- [EXERCISE] Wherever the string "card" turns up in the data, copy the whole line.

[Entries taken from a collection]
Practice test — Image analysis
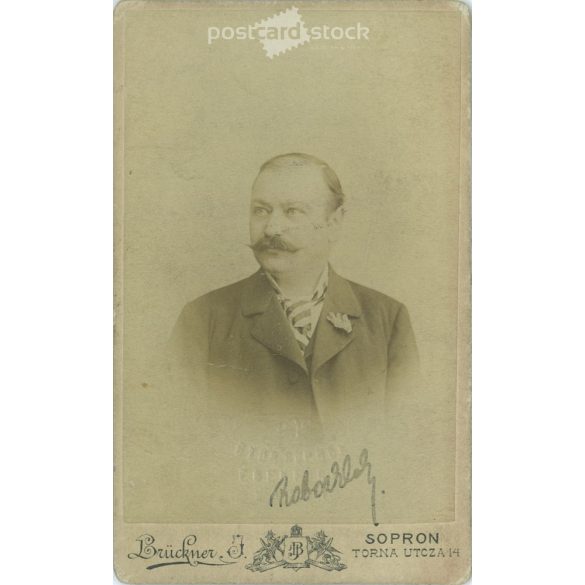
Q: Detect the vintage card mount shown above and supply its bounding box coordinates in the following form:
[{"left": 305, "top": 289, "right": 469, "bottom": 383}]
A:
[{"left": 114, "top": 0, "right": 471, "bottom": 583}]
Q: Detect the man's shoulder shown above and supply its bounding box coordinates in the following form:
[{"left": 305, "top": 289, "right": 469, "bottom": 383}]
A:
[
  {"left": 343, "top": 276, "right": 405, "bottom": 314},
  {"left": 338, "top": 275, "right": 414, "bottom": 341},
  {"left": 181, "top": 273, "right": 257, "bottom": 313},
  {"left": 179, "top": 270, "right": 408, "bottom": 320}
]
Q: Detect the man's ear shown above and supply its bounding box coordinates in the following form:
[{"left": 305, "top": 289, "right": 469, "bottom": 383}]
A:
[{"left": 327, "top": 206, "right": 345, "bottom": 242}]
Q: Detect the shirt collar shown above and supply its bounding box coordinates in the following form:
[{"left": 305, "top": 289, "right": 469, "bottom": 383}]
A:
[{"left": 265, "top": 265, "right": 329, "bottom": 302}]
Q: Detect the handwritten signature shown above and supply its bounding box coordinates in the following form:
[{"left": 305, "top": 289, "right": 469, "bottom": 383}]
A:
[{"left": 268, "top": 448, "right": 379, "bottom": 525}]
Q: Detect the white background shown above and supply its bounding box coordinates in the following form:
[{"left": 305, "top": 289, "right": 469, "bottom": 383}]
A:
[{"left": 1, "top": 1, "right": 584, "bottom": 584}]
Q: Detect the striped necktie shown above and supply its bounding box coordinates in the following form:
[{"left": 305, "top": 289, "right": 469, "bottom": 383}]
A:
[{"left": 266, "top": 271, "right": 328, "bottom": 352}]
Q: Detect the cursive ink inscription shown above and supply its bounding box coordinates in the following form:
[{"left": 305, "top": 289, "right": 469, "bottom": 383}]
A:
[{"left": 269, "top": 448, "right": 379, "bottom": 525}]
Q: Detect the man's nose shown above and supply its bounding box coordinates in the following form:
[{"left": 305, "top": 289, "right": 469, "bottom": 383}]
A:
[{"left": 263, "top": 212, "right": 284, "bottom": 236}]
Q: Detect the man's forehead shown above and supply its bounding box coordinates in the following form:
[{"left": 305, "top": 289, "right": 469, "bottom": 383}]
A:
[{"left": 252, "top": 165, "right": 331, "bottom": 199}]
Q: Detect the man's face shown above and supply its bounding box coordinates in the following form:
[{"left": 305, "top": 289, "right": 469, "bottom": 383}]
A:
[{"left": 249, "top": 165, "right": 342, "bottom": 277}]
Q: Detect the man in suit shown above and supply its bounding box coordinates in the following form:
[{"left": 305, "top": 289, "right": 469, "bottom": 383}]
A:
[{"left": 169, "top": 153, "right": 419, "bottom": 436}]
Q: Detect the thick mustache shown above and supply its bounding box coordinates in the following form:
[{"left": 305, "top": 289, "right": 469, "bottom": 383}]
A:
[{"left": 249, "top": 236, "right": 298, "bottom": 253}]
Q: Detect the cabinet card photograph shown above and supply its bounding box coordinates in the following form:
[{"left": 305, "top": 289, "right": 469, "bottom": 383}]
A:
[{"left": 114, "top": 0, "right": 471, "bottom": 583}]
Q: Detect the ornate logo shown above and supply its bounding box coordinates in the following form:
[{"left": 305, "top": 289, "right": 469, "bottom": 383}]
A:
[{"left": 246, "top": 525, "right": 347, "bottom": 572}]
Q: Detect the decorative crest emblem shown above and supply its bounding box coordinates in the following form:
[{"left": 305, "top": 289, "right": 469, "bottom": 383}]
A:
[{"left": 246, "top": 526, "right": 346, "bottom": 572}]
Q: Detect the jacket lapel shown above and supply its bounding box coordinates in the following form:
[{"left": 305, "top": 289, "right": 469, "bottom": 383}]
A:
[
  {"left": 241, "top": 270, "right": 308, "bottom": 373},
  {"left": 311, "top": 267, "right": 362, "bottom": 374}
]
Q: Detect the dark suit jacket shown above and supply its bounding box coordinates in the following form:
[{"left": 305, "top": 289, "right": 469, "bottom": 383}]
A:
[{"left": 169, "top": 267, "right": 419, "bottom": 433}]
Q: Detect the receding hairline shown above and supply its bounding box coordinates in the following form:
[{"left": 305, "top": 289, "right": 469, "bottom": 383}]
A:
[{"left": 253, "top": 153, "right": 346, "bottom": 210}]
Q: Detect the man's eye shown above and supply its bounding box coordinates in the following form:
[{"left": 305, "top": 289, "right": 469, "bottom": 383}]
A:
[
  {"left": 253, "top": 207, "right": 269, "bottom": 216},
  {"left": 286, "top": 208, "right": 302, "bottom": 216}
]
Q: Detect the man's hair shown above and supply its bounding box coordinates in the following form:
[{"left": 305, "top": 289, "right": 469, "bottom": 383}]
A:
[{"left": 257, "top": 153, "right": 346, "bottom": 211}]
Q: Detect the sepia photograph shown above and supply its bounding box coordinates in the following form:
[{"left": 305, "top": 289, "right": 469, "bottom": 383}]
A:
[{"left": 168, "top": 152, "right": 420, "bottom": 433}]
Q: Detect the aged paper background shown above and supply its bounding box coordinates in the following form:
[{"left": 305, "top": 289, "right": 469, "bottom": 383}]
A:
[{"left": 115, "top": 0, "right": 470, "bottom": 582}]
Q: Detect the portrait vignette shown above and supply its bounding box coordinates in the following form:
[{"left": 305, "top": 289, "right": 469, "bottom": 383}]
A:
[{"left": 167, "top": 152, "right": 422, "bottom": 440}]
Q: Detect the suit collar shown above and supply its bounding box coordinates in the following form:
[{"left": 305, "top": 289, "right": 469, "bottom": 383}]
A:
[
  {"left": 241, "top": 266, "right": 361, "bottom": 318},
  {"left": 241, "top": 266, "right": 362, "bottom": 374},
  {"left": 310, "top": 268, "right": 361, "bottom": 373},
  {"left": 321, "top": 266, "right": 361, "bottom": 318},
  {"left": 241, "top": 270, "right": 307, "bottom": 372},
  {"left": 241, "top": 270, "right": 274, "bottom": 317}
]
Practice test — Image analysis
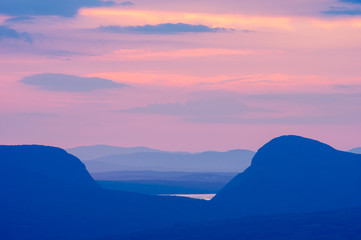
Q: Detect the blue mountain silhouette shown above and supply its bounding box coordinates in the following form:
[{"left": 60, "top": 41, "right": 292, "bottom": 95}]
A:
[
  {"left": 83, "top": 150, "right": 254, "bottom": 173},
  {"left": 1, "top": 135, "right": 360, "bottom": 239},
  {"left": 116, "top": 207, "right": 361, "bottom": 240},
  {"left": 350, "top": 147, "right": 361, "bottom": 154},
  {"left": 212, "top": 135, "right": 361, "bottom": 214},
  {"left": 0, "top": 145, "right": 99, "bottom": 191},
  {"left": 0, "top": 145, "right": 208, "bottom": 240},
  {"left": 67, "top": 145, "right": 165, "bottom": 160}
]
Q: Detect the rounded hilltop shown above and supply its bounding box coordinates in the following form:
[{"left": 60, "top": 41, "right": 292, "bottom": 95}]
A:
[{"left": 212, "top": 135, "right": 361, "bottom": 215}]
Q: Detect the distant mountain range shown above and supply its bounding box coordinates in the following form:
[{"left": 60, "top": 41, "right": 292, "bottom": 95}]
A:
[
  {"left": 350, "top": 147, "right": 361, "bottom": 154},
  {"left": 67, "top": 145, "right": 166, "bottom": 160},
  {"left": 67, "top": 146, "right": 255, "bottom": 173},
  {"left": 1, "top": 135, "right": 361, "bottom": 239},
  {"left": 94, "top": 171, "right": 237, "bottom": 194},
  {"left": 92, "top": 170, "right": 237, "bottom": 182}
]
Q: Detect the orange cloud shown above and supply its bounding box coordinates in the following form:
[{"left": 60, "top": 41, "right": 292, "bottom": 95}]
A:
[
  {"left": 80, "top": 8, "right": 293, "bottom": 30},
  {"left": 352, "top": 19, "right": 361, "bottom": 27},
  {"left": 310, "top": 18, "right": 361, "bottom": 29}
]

- [WRITTEN RESPONSE]
Q: Detect the vintage card mount shown above and supply its bounding box coordinates in the following form:
Q: Detect the cabinet card photograph shown above and supply its bounding box coordinates in the following form:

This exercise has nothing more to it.